═════ THE DATA
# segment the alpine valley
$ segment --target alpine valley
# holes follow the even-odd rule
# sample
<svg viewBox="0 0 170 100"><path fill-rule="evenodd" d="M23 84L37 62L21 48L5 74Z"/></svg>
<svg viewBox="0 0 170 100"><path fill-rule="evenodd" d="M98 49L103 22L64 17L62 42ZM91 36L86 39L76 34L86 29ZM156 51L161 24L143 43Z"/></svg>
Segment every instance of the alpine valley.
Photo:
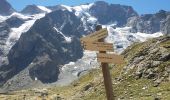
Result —
<svg viewBox="0 0 170 100"><path fill-rule="evenodd" d="M6 0L0 0L0 99L24 100L28 93L28 100L37 100L45 90L47 100L105 100L96 53L80 43L98 24L108 30L105 41L126 59L110 65L116 98L170 99L169 11L139 15L131 6L96 1L28 5L19 12Z"/></svg>

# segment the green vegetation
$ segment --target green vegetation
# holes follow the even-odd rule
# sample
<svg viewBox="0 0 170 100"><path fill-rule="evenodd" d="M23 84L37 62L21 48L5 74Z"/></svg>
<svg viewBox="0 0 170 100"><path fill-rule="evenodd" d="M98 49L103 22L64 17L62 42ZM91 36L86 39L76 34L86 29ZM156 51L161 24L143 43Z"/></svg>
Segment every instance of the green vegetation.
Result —
<svg viewBox="0 0 170 100"><path fill-rule="evenodd" d="M162 81L158 86L154 86L154 81L147 78L135 79L133 73L136 67L129 69L124 73L124 66L130 63L134 57L143 55L151 43L157 42L156 39L144 43L135 43L125 50L123 55L126 62L123 65L110 65L110 72L113 82L113 91L118 100L170 100L170 76ZM170 41L164 41L159 44L161 47L168 48ZM156 58L155 58L156 59ZM163 74L166 68L170 66L170 60L161 62L157 68L159 74ZM169 80L168 80L169 77ZM45 92L48 96L43 97ZM37 92L40 91L40 92ZM93 69L88 74L82 76L79 80L74 81L69 86L51 86L38 89L27 89L15 91L11 94L1 95L0 99L8 100L38 100L37 98L46 98L46 100L106 100L105 88L101 68Z"/></svg>

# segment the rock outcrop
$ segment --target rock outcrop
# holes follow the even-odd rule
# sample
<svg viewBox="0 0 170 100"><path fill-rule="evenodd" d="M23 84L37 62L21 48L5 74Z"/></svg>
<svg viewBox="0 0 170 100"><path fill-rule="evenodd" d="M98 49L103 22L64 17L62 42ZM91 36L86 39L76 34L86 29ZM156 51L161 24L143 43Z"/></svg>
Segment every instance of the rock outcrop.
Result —
<svg viewBox="0 0 170 100"><path fill-rule="evenodd" d="M170 37L160 37L134 44L123 52L128 60L124 71L134 70L135 78L152 79L160 83L170 77Z"/></svg>
<svg viewBox="0 0 170 100"><path fill-rule="evenodd" d="M0 15L10 15L15 12L14 8L6 1L0 1Z"/></svg>

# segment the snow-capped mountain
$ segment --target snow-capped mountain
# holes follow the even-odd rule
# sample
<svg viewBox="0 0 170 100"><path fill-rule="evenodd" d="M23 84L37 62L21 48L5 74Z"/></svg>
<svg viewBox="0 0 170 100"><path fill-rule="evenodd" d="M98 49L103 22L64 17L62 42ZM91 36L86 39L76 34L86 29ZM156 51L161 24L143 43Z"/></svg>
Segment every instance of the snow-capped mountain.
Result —
<svg viewBox="0 0 170 100"><path fill-rule="evenodd" d="M49 13L49 12L51 12L50 9L44 6L37 6L37 5L28 5L21 11L22 14L27 14L27 15Z"/></svg>
<svg viewBox="0 0 170 100"><path fill-rule="evenodd" d="M165 24L166 27L162 26L164 30L169 26L164 21L168 20L167 16L157 20ZM134 42L163 35L160 32L163 28L152 34L140 31L145 24L139 26L141 24L138 25L136 19L142 20L143 17L138 16L132 7L104 1L72 7L29 5L21 13L1 15L0 56L3 59L0 60L0 83L7 82L5 86L10 84L12 87L19 84L15 89L36 80L42 83L59 81L62 84L97 67L95 53L83 53L79 41L80 37L94 32L97 24L107 27L109 36L105 41L113 43L117 53ZM137 29L134 32L135 26Z"/></svg>
<svg viewBox="0 0 170 100"><path fill-rule="evenodd" d="M14 8L6 1L0 1L0 15L10 15L15 12Z"/></svg>

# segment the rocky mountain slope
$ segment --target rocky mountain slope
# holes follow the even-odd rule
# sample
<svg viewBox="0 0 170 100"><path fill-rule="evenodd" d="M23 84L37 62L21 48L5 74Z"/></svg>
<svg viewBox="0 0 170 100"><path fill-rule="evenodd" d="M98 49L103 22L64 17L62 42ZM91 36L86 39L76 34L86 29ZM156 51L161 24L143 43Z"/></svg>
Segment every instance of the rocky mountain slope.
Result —
<svg viewBox="0 0 170 100"><path fill-rule="evenodd" d="M15 12L15 10L6 0L0 1L0 15L10 15L13 12Z"/></svg>
<svg viewBox="0 0 170 100"><path fill-rule="evenodd" d="M110 65L116 99L170 99L170 37L164 36L136 43L128 47L122 55L126 60L124 64ZM155 84L157 82L159 84ZM14 98L106 100L100 68L91 70L69 86L31 88L10 92L0 97L9 100Z"/></svg>
<svg viewBox="0 0 170 100"><path fill-rule="evenodd" d="M169 34L169 15L170 12L160 10L156 14L144 14L129 18L127 26L132 27L131 32L155 33L162 31Z"/></svg>
<svg viewBox="0 0 170 100"><path fill-rule="evenodd" d="M101 6L105 6L102 13L99 12ZM123 26L129 17L137 16L132 7L108 4L103 1L75 7L60 5L57 8L51 12L50 7L27 6L22 12L26 15L20 14L20 16L27 17L24 20L9 17L3 21L7 23L9 31L6 32L6 37L2 37L5 40L2 51L6 51L2 54L4 60L0 67L2 85L21 71L28 72L25 76L21 75L22 77L28 75L28 80L38 79L42 83L57 81L60 66L82 57L83 51L79 38L94 31L96 23L116 23L118 26ZM119 15L114 14L117 11L120 11ZM41 19L35 21L35 16L41 14L42 16L37 18ZM107 20L102 16L108 16ZM120 16L122 16L121 20ZM18 24L12 25L16 21ZM22 27L27 21L32 21L29 28ZM21 27L20 32L16 31ZM22 32L25 28L27 30ZM13 38L15 35L17 38ZM19 80L22 81L22 77Z"/></svg>
<svg viewBox="0 0 170 100"><path fill-rule="evenodd" d="M104 1L72 7L29 5L20 13L0 15L1 89L56 81L64 84L67 80L63 78L77 79L97 67L94 53L83 55L79 41L94 32L96 24L107 27L109 36L105 41L121 53L134 42L168 34L168 16L167 11L139 16L130 6Z"/></svg>

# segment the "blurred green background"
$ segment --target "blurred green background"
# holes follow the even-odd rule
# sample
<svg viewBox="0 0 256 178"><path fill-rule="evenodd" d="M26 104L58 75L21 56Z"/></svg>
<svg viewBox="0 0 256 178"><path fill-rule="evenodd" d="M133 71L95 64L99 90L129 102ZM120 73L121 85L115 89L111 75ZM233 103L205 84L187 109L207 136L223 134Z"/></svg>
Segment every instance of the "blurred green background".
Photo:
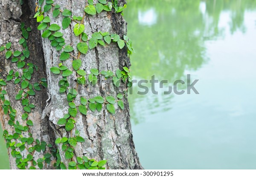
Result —
<svg viewBox="0 0 256 178"><path fill-rule="evenodd" d="M133 78L169 82L157 95L137 95L134 84L129 96L144 167L256 168L256 0L128 0L124 14ZM200 95L163 95L187 74Z"/></svg>

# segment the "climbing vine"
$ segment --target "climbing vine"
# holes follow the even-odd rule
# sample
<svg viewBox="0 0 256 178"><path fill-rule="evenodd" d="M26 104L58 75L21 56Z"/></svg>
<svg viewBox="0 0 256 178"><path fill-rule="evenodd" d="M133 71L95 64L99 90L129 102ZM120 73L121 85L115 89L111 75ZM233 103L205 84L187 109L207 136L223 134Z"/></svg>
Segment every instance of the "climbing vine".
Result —
<svg viewBox="0 0 256 178"><path fill-rule="evenodd" d="M126 35L120 37L117 34L111 34L107 32L97 32L93 33L91 37L89 37L84 32L84 24L86 15L96 15L102 11L122 13L122 11L126 7L126 5L119 6L117 0L112 2L107 2L106 0L97 1L97 3L94 3L93 0L86 0L86 6L83 14L81 16L72 16L70 10L62 9L60 5L55 4L52 0L45 0L45 2L44 0L39 0L35 9L36 13L34 17L36 18L37 21L40 23L38 29L42 31L42 37L49 40L51 45L60 52L58 65L52 66L50 70L54 75L59 75L61 78L58 83L59 93L66 95L69 106L68 113L66 113L63 118L59 118L57 124L60 126L64 126L65 130L70 132L70 136L57 138L55 144L61 144L61 151L65 152L65 158L70 161L67 168L69 169L105 169L102 167L106 164L107 160L97 161L85 156L81 158L75 157L74 148L77 146L77 143L85 141L84 138L80 136L79 131L77 129L75 130L75 135L72 136L72 131L76 128L76 118L78 112L86 115L88 109L92 112L100 112L103 106L106 107L110 113L114 115L117 109L115 108L114 104L117 103L119 109L123 109L124 105L122 99L124 97L126 97L127 95L127 89L118 93L117 100L111 95L105 98L101 96L96 96L90 98L86 98L82 96L80 97L79 104L77 104L74 101L78 95L79 85L85 87L93 86L97 83L99 77L111 80L116 89L119 87L121 83L127 85L129 87L132 85L129 70L125 66L123 67L122 70L117 69L115 72L110 70L100 72L98 69L93 68L90 69L89 74L87 74L84 70L81 69L82 61L80 58L81 55L86 55L88 50L93 49L98 45L105 46L111 43L116 43L120 49L126 46L129 55L133 51L131 41ZM22 0L20 1L20 3L23 4ZM51 22L50 17L46 15L46 12L48 11L52 13L53 18L58 17L62 17L61 26ZM73 26L74 35L79 40L76 46L71 44L66 44L64 35L60 32L61 29L64 30L71 26ZM40 91L41 87L47 88L47 79L44 78L41 78L38 82L34 83L32 83L31 82L33 74L35 72L37 72L39 69L31 63L26 63L26 60L29 58L30 55L27 40L31 29L30 27L26 28L24 23L21 24L20 27L22 37L19 40L19 44L23 48L22 51L13 50L11 42L0 47L0 52L5 50L7 61L17 63L17 68L22 69L21 73L18 71L14 71L12 69L5 80L0 79L0 98L4 114L8 115L10 118L8 124L15 128L13 133L9 133L6 130L3 131L7 147L10 148L12 150L11 155L16 158L17 167L19 169L35 169L37 166L42 169L47 164L53 164L57 169L66 169L65 164L61 161L59 150L51 144L35 139L30 131L29 127L33 126L34 124L29 114L36 105L31 103L29 96L35 96L35 91ZM75 52L76 50L74 50L74 48L77 49L76 53ZM72 59L72 66L71 69L66 66L69 65L65 66L64 63L70 58ZM77 84L74 87L72 87L69 83L68 78L73 73L76 74L75 80ZM8 82L13 82L20 89L15 98L17 100L21 101L23 106L24 113L22 115L21 119L26 121L26 126L21 125L15 119L17 112L11 106L10 101L5 97L7 92L4 88ZM23 133L24 132L27 132L29 137L23 136ZM25 149L29 153L24 157L23 156L24 154L21 153ZM44 153L44 157L35 160L33 156L35 152L41 152L42 151Z"/></svg>

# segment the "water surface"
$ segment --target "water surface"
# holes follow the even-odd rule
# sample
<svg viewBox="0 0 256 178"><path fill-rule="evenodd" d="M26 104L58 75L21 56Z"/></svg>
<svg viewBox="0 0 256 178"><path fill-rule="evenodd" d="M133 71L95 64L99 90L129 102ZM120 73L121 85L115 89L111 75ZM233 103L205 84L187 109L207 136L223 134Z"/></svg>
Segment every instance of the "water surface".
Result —
<svg viewBox="0 0 256 178"><path fill-rule="evenodd" d="M199 95L129 96L144 167L256 168L256 1L129 0L128 7L134 78L199 80Z"/></svg>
══════════
## STATED GOAL
From the start of the entries through the line containing "81L158 86L154 86L154", substitute "Output" for every "Result", leave everything else unchanged, and omit the pictures. Give only those lines.

## RESPONSE TO THIS EXERCISE
# segment the alpine valley
$ segment --target alpine valley
# holes follow the even-odd rule
# sample
<svg viewBox="0 0 170 100"><path fill-rule="evenodd" d="M23 84L37 62L21 48L5 74Z"/></svg>
<svg viewBox="0 0 170 100"><path fill-rule="evenodd" d="M98 49L103 22L64 17L62 42ZM91 36L86 39L76 34L86 29ZM156 51L161 24L143 43Z"/></svg>
Segment every instance of the alpine valley.
Photo:
Output —
<svg viewBox="0 0 170 100"><path fill-rule="evenodd" d="M6 0L0 0L0 99L24 100L28 93L28 100L37 100L45 90L47 100L105 100L96 53L80 43L98 24L108 30L105 41L126 59L110 65L116 98L170 99L169 11L139 15L131 6L96 1L28 5L19 12Z"/></svg>

# segment the green vegetation
$ segment --target green vegetation
# holes follow the even-odd rule
# sample
<svg viewBox="0 0 170 100"><path fill-rule="evenodd" d="M23 84L37 62L21 48L5 74Z"/></svg>
<svg viewBox="0 0 170 100"><path fill-rule="evenodd" d="M98 49L103 22L64 17L62 42ZM91 36L86 39L76 34L86 29ZM156 51L161 24L143 43Z"/></svg>
Segment every instance of the green vegetation.
Output —
<svg viewBox="0 0 170 100"><path fill-rule="evenodd" d="M162 81L158 86L154 86L154 81L147 78L135 79L133 73L136 67L129 69L124 73L124 66L130 63L134 57L143 55L151 43L157 42L156 39L144 43L135 43L125 50L123 55L126 62L123 65L110 65L110 72L113 82L113 91L118 100L170 100L170 76ZM170 41L164 41L159 44L161 47L168 48ZM156 58L155 58L156 59ZM163 74L166 68L170 66L170 60L161 62L157 68L159 74ZM169 80L168 80L169 77ZM45 92L48 96L43 97ZM37 92L40 91L40 92ZM93 69L88 74L82 76L79 80L74 81L69 86L51 86L38 89L27 89L15 91L11 94L1 95L0 99L8 100L38 100L37 98L46 98L46 100L106 100L105 88L101 68Z"/></svg>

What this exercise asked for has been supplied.